**Given exercise**
Rewrite every line of the entries below as a numbered list, skipping any blank lines and leaving the pictures out.

═══

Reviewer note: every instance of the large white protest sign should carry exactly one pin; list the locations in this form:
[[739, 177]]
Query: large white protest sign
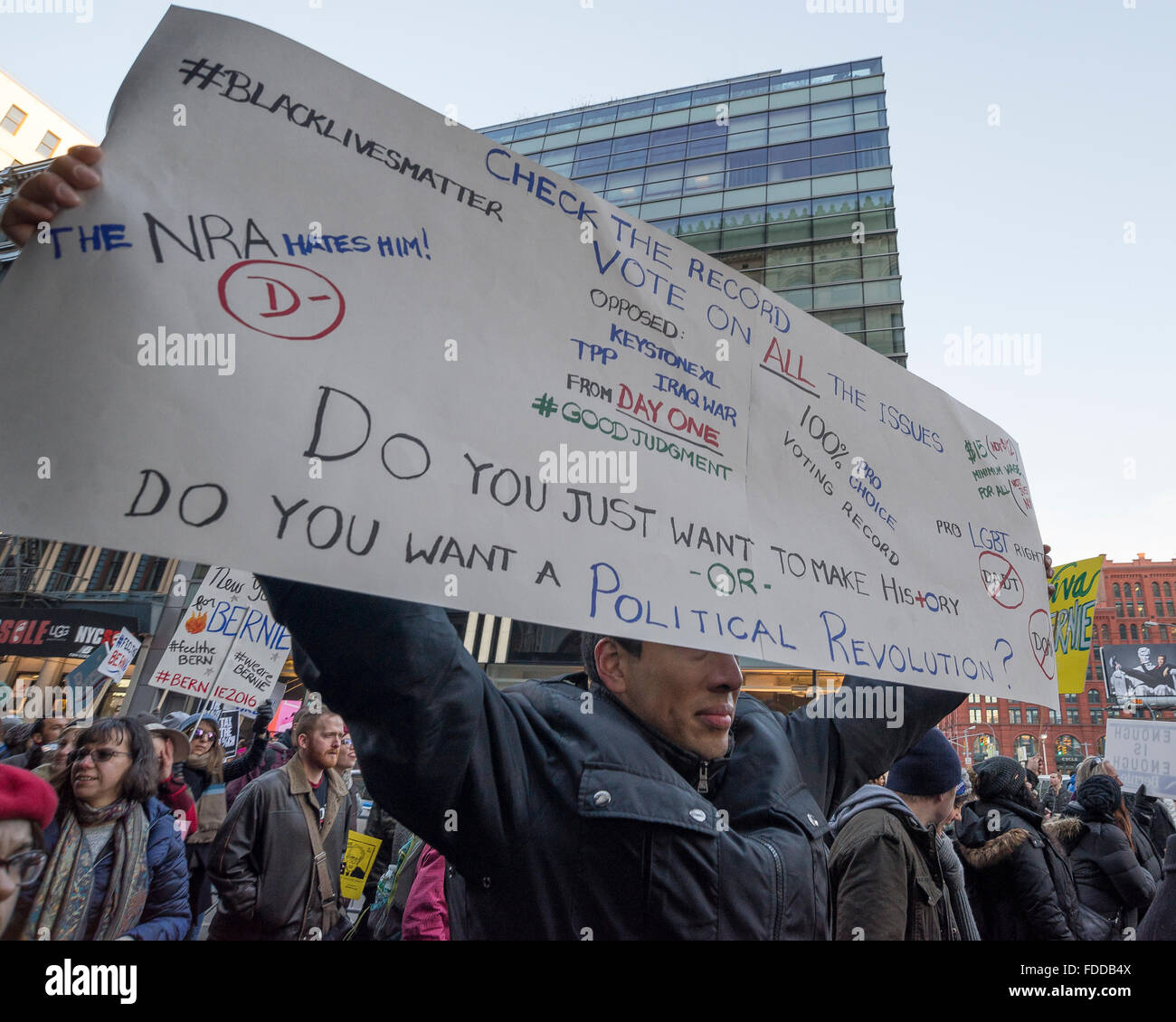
[[347, 341], [226, 649], [1143, 752]]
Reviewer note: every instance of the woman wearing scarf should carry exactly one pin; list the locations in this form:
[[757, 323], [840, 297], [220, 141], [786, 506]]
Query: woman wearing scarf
[[117, 868], [206, 774]]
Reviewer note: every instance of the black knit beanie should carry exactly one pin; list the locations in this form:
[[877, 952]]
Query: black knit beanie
[[1000, 778], [1098, 795], [930, 768]]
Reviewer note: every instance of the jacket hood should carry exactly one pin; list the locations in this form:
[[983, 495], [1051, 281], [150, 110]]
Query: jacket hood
[[994, 852], [870, 796]]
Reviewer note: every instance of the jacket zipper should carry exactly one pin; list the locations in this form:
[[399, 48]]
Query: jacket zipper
[[780, 885]]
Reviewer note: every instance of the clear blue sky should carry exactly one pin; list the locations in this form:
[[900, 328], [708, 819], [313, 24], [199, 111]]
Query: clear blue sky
[[1010, 228]]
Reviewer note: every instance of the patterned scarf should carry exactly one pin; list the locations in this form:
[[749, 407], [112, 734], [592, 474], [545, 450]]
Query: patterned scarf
[[60, 909]]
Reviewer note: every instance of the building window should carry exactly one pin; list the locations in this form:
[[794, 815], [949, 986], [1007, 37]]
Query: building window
[[1068, 752], [148, 574], [1024, 747], [106, 571], [48, 144], [982, 747], [65, 571], [13, 118]]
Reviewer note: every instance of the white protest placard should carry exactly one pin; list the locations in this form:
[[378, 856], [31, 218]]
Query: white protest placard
[[122, 650], [226, 649], [1143, 752], [349, 341]]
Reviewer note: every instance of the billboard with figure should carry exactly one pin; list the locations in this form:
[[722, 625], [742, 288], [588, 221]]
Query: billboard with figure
[[1143, 672]]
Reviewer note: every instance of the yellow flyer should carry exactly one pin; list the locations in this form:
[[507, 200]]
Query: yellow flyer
[[357, 858], [1073, 610]]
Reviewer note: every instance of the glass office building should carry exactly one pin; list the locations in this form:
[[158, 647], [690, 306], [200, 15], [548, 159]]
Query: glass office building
[[784, 178]]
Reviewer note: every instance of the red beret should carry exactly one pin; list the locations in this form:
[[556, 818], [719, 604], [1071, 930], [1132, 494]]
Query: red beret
[[26, 796]]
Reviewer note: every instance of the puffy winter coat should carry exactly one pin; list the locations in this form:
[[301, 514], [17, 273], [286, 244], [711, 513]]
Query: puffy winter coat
[[885, 873], [262, 860], [1106, 874], [1160, 923], [1019, 882], [426, 913], [564, 814], [166, 915]]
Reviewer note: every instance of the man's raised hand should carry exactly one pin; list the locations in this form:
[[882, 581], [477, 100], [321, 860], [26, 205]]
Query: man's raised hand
[[43, 195]]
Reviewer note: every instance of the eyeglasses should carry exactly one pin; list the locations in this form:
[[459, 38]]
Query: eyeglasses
[[24, 866], [97, 755]]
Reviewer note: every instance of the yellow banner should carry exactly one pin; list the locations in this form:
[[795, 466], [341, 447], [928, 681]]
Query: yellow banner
[[1071, 610], [357, 860]]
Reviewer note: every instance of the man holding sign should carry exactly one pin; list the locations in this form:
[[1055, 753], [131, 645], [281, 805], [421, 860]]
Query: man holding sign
[[642, 799]]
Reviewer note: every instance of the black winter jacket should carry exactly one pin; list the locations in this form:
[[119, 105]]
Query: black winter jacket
[[1160, 923], [1106, 875], [885, 872], [1019, 882], [565, 817]]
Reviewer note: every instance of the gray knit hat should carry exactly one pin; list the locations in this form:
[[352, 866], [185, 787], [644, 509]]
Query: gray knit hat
[[1000, 778]]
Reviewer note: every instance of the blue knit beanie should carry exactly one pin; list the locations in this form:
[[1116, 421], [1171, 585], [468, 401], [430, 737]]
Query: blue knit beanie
[[930, 768]]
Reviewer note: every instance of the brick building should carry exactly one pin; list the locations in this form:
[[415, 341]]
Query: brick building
[[1135, 607]]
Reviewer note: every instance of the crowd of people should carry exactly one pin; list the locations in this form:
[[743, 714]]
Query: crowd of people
[[122, 829], [641, 798], [930, 856]]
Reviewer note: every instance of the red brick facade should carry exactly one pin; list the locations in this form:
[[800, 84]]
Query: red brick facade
[[1129, 594]]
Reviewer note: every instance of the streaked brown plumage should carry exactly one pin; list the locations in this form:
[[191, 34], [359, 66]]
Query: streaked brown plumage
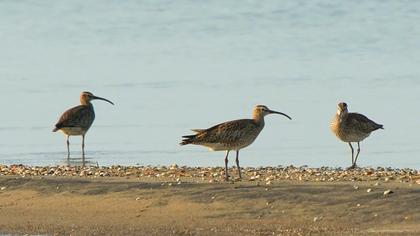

═══

**Solution to the exercise**
1. Reviewer note: every instance of the large white protest sign should carry exactly one pin; list the locations in this form:
2. [[739, 177]]
3. Query: large white protest sign
4. [[347, 341], [226, 649], [1143, 752]]
5. Reviewer note: every instance of the woman wearing scarf should carry exactly one pin; list the locations in this form:
6. [[757, 323], [840, 297], [220, 141], [786, 506]]
7. Query: woman wearing scarf
8. [[117, 868], [206, 774]]
9. Reviewer note: every instance of the black knit beanie should carry exactly one pin; list the locations in this form:
10. [[877, 952]]
11. Query: black knit beanie
12. [[1000, 778], [1098, 795], [930, 768]]
13. Reviewer note: every instance of the jacket hood should carry exactly one pin; list the locations in this form:
14. [[983, 495], [1051, 281], [150, 110]]
15. Query: jacket hood
16. [[994, 852], [870, 796]]
17. Reviewer note: every instance of the jacket zipper should carry exactly one pin; list the locations in this form:
18. [[399, 48]]
19. Query: jacket zipper
20. [[780, 885]]
21. Reviewer note: every instance of the clear blue sky should carry exactly one pin; list the locations in this form:
22. [[900, 328], [708, 819], [313, 24], [199, 111]]
23. Query: clear blue sky
24. [[1010, 228]]
25. Reviewer note: every instance of the patterned scarf should carry exactly one pin; list the locations in this form:
26. [[749, 407], [112, 734], [592, 474], [545, 450]]
27. Query: patterned scarf
28. [[60, 909]]
29. Reviewer note: every instance of the building window should carry exactly one pin; list the locations in this form:
30. [[794, 815], [949, 986], [1007, 37]]
31. Query: building window
32. [[1068, 752], [148, 574], [1024, 747], [106, 571], [48, 144], [982, 747], [65, 571], [13, 118]]
33. Reviewer note: every instance of the white protest placard should carry exactly one pin; list the locations in this form:
34. [[378, 856], [31, 218]]
35. Query: white protest placard
36. [[122, 650], [226, 649], [1143, 752], [349, 341]]
37. Reviewer note: every instance of the billboard with figure should carry exactly one pin; list the locations in this form:
38. [[722, 625], [742, 288], [588, 221]]
39. Query: billboard with figure
40. [[1143, 672]]
41. Reviewer note: every instance of the yellow flyer should carry exactly one pin; list the locations in this form:
42. [[507, 200]]
43. Query: yellow flyer
44. [[357, 858], [1073, 610]]
45. Reviewer note: every instance of the glass office building should carry exactly one pin; list the locations in this form:
46. [[158, 647], [690, 306], [200, 15], [548, 159]]
47. Query: glass office building
48. [[784, 178]]
49. Reviewer note: every instance of the red beret should carry exactly one pin; list the locations in this form:
50. [[556, 818], [719, 604], [1071, 930], [1132, 494]]
51. Query: red beret
52. [[26, 796]]
53. Reviewer note: every instance of the puffy winter coat should carry exactly one pin; list the locations in this form:
54. [[301, 514], [17, 273], [286, 244], [711, 513]]
55. Query: puffy winter coat
56. [[885, 873], [262, 860], [1106, 874], [1160, 923], [1019, 882], [426, 913], [564, 814], [166, 915]]
57. Reviewer note: every instance of the man's raised hand should carry exactly one pin; list the locations in this form:
58. [[882, 581], [477, 100], [321, 860], [26, 205]]
59. Query: man's raised hand
60. [[43, 195]]
61. Reviewer note: every instance of the eyeglasses should carry exactly one pin; list the locations in this form:
62. [[459, 38]]
63. Query: eyeglasses
64. [[24, 866], [97, 755]]
65. Reviewer note: every instance of the yellow banner should carry exactly one pin; list the locations in this form:
66. [[795, 466], [341, 447], [928, 681]]
67. Query: yellow banner
68. [[1071, 610], [357, 860]]
69. Reviewer note: every instance of the man holding sign should carry exactly one pin; list the locations in this form:
70. [[1055, 753], [131, 645], [281, 805], [421, 860]]
71. Query: man holding sign
72. [[642, 799]]
73. Reviewer note: every instance of the black winter jacket should carry exactly one pin; list the locations in this form:
74. [[119, 105]]
75. Query: black winter jacket
76. [[1160, 923], [1106, 875], [885, 872], [1019, 882], [565, 817]]
77. Reviewer note: every instance of the gray knit hat should carry exactly one pin; list the locations in this form:
78. [[352, 866], [185, 787], [644, 509]]
79. Query: gray knit hat
80. [[1000, 778]]
81. Reviewer note: every instance of the blue knit beanie should carry exactly one pin; list the locations in this form:
82. [[1116, 421], [1171, 585], [468, 401], [430, 737]]
83. Query: blue knit beanie
84. [[930, 768]]
85. Reviewer note: every instance of the brick building should carry exactly one pin; list the locations in this form:
86. [[415, 341]]
87. Query: brick building
88. [[1135, 607]]
89. Reviewer note: every instance of the crowd of people should carry exactly one pin; list the locations in this form:
90. [[743, 714]]
91. Query: crowd of people
92. [[122, 829], [641, 798], [930, 856]]
93. Reviewer note: every instance of the red brick facade should carry exactly one pin; list the locations in this form:
94. [[800, 84]]
95. Query: red brick facade
96. [[1129, 594]]
97. Reviewer note: every instance of the streaked brown plumage should carry exactly one pin; list the locations in this form:
98. [[191, 34], [359, 66]]
99. Query: streaked brown plumage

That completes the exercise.